### Selected excerpt
--- BEGIN ---
We'll use the [small MovieLens dataset](https://grouplens.org/datasets/movielens/#:~:text=Small%3A%20100%2C000%20ratings%20and%203%2C600%20tag%20applications) here.

Download it and unzip to the data folder under the name `ml-latest-small`.

This dataset expands to about 3.2 MB on your local disk. 

In [2]:
datalocation = "./../data/ml-latest-small/"

In [3]:
# specify file names
file_path_movies = datalocation + "movies.csv"
file_path_links = datalocation + "links.csv"
file_path_ratings = datalocation + "ratings.csv"
file_path_tags = datalocation + "tags.csv"

# Starting small: What does it look like? The Data?

In [4]:
# old school print 5 lines of the file
def renderlines(file_name=file_path_movies, numlines=5):
    file_data = open(file_name, "r")
    c = 0
    lines_limit = 5
    for line in file_data:
        print(line)
        # condition tested after printing,
        # so at least lines_limit+1 lines will be printed
        c = c + 1
        if c > lines_limit:
            break
    file_data.close()

In [5]:
# movies file is default
renderlines()

movieId,title,genres

1,Toy Story (1995),Adventure|Animation|Children|Comedy|Fantasy

2,Jumanji (1995),Adventure|Children|Fantasy

3,Grumpier Old Men (1995),Comedy|Romance

4,Waiting to Exhale (1995),Comedy|Drama|Romance

5,Father of the Bride Part II (1995),Comedy



Notice how the first line is made up of headers - names of the columns.  
This is going to be important later.
--- END ---
### Supplied information
--- BEGIN ---
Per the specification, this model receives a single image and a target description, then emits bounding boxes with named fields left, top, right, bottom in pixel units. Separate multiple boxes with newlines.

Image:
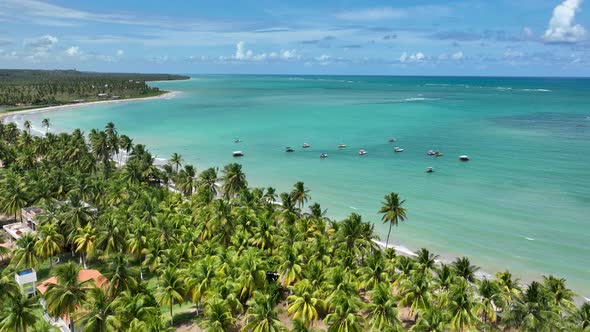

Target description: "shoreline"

left=0, top=91, right=181, bottom=120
--- END ---
Return everything in the MovieLens walkthrough from "4,Waiting to Exhale" down to "be important later.", copied verbatim.

### Problem solution
4,Waiting to Exhale (1995),Comedy|Drama|Romance

5,Father of the Bride Part II (1995),Comedy



Notice how the first line is made up of headers - names of the columns.  
This is going to be important later.